OBJETIVO 1: Según el texto sobre la JCE, ¿en qué fecha se celebrarán las elecciones?

TEXTO SUMINISTRADO:
****************************************

No debe caber duda de que la situación por la que atraviesa la JCE empaña y pone a peligrar la necesaria legitimidad de su gestión con la que debe llegar acompañada a las elecciones del 20 de mayo del 2012. No se trata de un asunto sencillo, pedestre o pasajero. Es un asunto serio, complejo y que, dado el nivel que ha alcanzado el conflicto, no va a resolverse en breve tiempo, dejando secuelas de difícil manejo en el futuro inmediato.
Si el problema hubiese llegado desde fuera, la JCE pudiera defenderse aduciendo con razón que el asunto no ha sido cosecha de sus acciones. Pero la realidad, lamentablemente, indica que el problema surgió de la propia acción del órgano electoral, que fueron determinados jueces los que al fin y al cabo crearon con sus declaraciones e iniciativas una situación que estimuló el conflicto. Siendo así, es claro que, independientemente de que los partidos, el empresariado y la propia sociedad civil, se interesen por resolver los conflictos, corresponde a la JCE empujar a los actores –incluidos los propios jueces- a la búsqueda de una solución, siendo la propia JCE el órgano que debe, cuanto antes mejor, plantear soluciones prudentes y realistas para resolverlo. Esta tarea es su simple responsabilidad y no debe ser vista como la consecuencia de la pertinaz necedad de organizaciones civiles o partidos interesados en dañar al órgano electoral.
No creo que nadie ponga en duda el interés del Presidente de la JCE en que el certamen electoral del próximo 20 de mayo/2012 se realice de manera eficaz y transparente. Pero también parece claro que muchas acciones del Presidente de ese organismo aparecen en la opinión pública no como el producto del consenso legítimo del organismo, sino como el fruto de su afán protagónico. En la práctica es obvio que esto empaña, como dije antes, los propios y legítimos objetivos del Presidente de la JCE, al suplantar a sus colegas en lo que deben ser decisiones lo más consensuadas posibles. Por ello no es de extrañar que en los medios de opinión publica surja la suspicacia, tampoco es motivo de asombro que los partidos de oposición teman la existencia de una conspiración que les afecte.

****************************************

LISTADO PROPORCIONADO:
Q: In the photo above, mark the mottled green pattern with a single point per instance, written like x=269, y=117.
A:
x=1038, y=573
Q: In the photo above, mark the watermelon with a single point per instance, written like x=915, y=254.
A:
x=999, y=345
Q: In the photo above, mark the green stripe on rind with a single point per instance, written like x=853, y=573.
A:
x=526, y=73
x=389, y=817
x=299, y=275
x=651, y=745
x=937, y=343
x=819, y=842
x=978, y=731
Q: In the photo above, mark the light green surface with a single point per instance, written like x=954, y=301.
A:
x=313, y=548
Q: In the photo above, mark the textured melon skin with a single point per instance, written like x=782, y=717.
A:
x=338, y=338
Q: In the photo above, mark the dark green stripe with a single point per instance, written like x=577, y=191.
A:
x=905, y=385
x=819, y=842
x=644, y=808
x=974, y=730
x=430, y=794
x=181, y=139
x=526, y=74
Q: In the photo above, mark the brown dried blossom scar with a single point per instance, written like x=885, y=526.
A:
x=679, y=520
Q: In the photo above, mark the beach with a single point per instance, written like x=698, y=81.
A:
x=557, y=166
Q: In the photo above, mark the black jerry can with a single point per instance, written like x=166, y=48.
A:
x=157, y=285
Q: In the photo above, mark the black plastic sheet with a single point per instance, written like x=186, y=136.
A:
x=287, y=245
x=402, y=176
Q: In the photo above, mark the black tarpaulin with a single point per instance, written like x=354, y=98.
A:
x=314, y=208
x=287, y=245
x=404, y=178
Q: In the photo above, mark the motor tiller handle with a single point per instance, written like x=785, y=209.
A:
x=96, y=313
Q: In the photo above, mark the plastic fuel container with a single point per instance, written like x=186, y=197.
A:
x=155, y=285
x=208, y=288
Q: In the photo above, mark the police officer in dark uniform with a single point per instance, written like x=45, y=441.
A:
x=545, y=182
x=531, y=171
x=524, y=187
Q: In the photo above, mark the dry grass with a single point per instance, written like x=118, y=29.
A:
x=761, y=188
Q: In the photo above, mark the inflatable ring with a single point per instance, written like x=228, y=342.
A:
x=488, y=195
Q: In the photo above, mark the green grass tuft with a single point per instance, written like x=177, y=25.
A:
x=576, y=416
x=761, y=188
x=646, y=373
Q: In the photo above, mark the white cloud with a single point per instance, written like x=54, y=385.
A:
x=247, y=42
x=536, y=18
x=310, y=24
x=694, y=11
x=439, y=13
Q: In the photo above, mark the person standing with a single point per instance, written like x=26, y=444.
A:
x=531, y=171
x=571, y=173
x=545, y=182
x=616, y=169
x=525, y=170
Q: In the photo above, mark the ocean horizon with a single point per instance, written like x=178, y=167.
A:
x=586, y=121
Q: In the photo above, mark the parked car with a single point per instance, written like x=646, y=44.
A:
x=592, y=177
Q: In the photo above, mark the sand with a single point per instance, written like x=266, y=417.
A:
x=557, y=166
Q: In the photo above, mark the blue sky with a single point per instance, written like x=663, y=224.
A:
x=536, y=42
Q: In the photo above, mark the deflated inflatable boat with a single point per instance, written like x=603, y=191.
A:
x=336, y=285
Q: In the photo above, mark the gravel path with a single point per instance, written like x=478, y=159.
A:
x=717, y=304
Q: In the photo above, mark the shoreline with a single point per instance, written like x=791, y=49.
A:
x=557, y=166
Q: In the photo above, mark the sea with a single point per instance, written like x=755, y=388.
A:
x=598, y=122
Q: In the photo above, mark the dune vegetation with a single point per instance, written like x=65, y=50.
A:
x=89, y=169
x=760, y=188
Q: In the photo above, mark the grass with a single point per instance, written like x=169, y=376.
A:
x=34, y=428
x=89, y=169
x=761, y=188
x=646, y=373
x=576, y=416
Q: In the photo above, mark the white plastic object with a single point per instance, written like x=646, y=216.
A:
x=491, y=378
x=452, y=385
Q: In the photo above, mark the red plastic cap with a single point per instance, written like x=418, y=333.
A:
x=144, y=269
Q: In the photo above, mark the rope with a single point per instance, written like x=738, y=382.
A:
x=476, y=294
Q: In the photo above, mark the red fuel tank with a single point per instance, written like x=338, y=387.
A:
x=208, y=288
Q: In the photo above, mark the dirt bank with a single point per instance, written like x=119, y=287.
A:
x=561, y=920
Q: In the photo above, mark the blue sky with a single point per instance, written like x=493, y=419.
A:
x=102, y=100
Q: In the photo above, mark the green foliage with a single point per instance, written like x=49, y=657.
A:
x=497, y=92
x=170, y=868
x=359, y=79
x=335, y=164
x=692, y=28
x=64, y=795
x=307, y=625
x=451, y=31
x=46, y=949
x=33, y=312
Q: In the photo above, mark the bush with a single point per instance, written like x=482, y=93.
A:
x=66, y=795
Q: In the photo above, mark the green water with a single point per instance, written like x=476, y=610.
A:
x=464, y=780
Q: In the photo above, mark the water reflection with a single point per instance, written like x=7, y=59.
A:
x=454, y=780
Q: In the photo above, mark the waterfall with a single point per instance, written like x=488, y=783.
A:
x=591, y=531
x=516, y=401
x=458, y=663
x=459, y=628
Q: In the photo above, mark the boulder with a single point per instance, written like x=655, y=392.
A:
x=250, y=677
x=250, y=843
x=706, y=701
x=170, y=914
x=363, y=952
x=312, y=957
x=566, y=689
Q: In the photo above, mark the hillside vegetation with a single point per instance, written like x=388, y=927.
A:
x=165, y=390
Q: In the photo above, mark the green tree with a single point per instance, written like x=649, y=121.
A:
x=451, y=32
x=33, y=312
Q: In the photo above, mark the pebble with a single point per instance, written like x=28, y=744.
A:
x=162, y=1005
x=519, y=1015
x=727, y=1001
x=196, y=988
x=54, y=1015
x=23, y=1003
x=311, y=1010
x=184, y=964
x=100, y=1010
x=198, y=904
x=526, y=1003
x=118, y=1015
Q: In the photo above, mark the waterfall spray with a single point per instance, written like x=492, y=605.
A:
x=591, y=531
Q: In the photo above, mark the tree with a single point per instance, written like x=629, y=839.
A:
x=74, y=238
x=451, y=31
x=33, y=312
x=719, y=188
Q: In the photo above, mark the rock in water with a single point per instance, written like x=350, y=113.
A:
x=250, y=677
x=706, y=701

****************************************

OBJETIVO 2: Transcriba sin alteraciones las líneas del listado, comenzando en la que contiene "Q: In the photo above, mark the gravel" y terminando en la que contiene "x=598, y=122", ambas incluidas.

RESPUESTA REDACTADA 1: El 20 de mayo de 2012.

RESPUESTA REDACTADA 2:
Q: In the photo above, mark the gravel path with a single point per instance, written like x=478, y=159.
A:
x=717, y=304
Q: In the photo above, mark the shoreline with a single point per instance, written like x=791, y=49.
A:
x=557, y=166
Q: In the photo above, mark the sea with a single point per instance, written like x=755, y=388.
A:
x=598, y=122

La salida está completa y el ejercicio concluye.